Dataset items
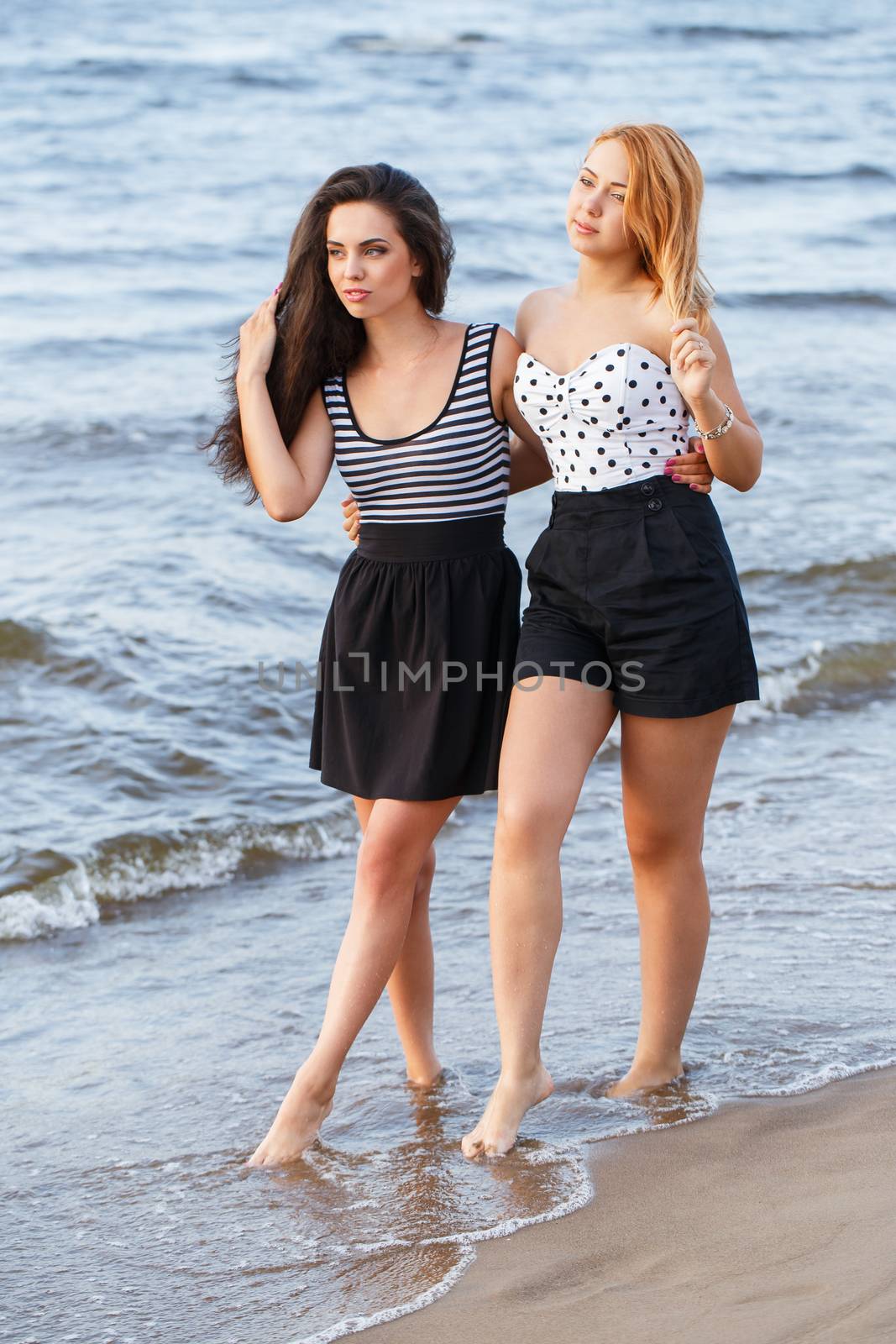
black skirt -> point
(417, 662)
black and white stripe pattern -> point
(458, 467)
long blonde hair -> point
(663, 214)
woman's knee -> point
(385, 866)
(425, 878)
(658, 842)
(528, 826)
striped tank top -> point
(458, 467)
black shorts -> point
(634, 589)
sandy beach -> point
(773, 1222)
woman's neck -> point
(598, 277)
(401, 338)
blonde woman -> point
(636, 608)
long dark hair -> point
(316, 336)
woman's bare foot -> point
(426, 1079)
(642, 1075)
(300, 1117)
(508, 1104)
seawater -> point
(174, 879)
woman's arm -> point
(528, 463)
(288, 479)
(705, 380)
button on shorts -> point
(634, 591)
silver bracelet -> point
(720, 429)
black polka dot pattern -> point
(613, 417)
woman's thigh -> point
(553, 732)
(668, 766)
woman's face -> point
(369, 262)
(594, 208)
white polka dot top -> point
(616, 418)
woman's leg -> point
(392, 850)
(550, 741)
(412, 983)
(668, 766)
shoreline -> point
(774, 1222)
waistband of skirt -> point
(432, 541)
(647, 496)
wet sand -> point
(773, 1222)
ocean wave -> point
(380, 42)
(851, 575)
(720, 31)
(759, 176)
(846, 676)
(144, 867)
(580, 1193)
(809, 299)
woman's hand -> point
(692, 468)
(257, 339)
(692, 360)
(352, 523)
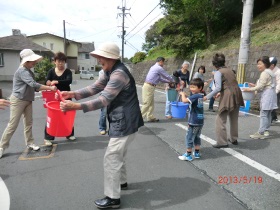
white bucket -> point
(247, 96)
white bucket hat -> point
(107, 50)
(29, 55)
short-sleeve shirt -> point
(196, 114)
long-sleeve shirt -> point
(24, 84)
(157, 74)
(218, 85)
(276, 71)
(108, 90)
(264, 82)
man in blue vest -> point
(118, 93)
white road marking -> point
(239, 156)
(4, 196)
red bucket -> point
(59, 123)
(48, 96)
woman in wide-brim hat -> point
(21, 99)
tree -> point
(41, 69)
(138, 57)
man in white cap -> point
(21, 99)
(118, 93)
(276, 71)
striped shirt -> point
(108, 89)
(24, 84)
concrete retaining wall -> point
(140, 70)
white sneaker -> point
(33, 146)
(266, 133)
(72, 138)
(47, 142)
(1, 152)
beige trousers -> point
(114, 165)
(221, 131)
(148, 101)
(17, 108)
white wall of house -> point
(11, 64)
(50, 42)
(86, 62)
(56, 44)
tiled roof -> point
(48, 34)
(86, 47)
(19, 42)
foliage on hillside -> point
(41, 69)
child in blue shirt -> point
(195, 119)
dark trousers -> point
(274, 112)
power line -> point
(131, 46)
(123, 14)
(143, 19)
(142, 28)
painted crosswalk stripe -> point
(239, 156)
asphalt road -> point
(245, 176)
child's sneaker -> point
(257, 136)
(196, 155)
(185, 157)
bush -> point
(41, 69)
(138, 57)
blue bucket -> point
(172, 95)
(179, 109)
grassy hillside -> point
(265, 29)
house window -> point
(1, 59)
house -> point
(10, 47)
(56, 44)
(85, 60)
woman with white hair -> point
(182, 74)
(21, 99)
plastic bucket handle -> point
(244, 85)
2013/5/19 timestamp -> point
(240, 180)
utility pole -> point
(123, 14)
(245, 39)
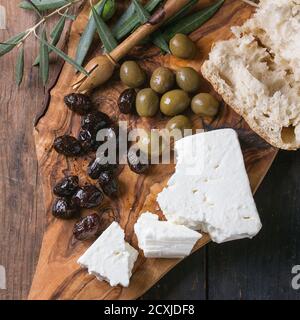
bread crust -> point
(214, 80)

WHAT THE TASK ASKS: Each record above must be returned exactly as written, with its pictures omitted.

WRITTEN RESPONSE:
black skirt -> point
(417, 662)
black and white stripe pattern -> point
(458, 467)
long blonde hair -> point
(663, 214)
woman's knee -> point
(385, 866)
(425, 878)
(658, 842)
(528, 826)
striped tank top -> point
(458, 467)
black shorts -> point
(634, 589)
sandy beach -> point
(773, 1222)
woman's neck -> point
(598, 277)
(401, 338)
blonde woman -> point
(636, 608)
long dark hair -> point
(316, 336)
woman's bare foot -> point
(426, 1079)
(642, 1075)
(300, 1117)
(508, 1104)
seawater -> point
(174, 879)
woman's arm -> point
(528, 463)
(288, 479)
(705, 380)
button on shorts -> point
(634, 591)
silver bracelet -> point
(720, 429)
black polka dot pattern -> point
(613, 417)
woman's thigh -> point
(553, 732)
(668, 766)
woman's face -> point
(369, 262)
(594, 208)
white polka dot top -> point
(616, 418)
woman's leg -> point
(392, 850)
(550, 741)
(412, 983)
(668, 766)
shoreline -> point
(774, 1222)
waistband of skirt -> point
(432, 541)
(647, 496)
wet sand -> point
(773, 1222)
ocean wave -> point
(380, 42)
(851, 575)
(720, 31)
(759, 176)
(846, 676)
(144, 867)
(580, 1193)
(809, 299)
woman's hand -> point
(692, 468)
(257, 339)
(692, 360)
(352, 523)
white bucket -> point
(247, 96)
white bucket hat -> point
(107, 50)
(29, 55)
short-sleeve shirt -> point
(196, 114)
long-sleeve shirt -> point
(24, 84)
(157, 74)
(218, 85)
(276, 71)
(108, 90)
(264, 82)
man in blue vest -> point
(118, 93)
white road marking -> point
(239, 156)
(4, 196)
red bucket -> point
(59, 123)
(48, 96)
woman in wide-brim hat -> point
(21, 99)
tree -> point
(41, 69)
(138, 57)
man in white cap -> point
(21, 99)
(118, 93)
(276, 71)
striped shirt -> point
(108, 89)
(24, 84)
concrete retaining wall -> point
(140, 70)
white sneaker -> point
(33, 146)
(266, 133)
(72, 138)
(47, 142)
(1, 152)
beige trousers -> point
(114, 165)
(221, 131)
(148, 101)
(17, 108)
white wall of house -> point
(11, 64)
(50, 42)
(86, 62)
(56, 44)
tiled roof -> point
(48, 34)
(86, 47)
(19, 42)
foliage on hillside -> point
(41, 69)
child in blue shirt -> point
(195, 119)
dark trousers -> point
(274, 112)
power line -> point
(131, 46)
(123, 14)
(143, 19)
(142, 28)
painted crosswalk stripe -> point
(239, 156)
asphalt road -> point
(245, 176)
child's sneaker -> point
(257, 136)
(196, 155)
(185, 157)
bush -> point
(41, 69)
(138, 57)
blue bucket -> point
(172, 95)
(179, 109)
grassy hillside -> point
(265, 29)
house window -> point
(1, 59)
house -> point
(10, 47)
(56, 44)
(85, 60)
woman with white hair -> point
(182, 74)
(21, 99)
plastic bucket handle -> point
(244, 85)
2013/5/19 timestamp -> point
(240, 180)
utility pole -> point
(123, 14)
(245, 39)
bread crust -> point
(214, 80)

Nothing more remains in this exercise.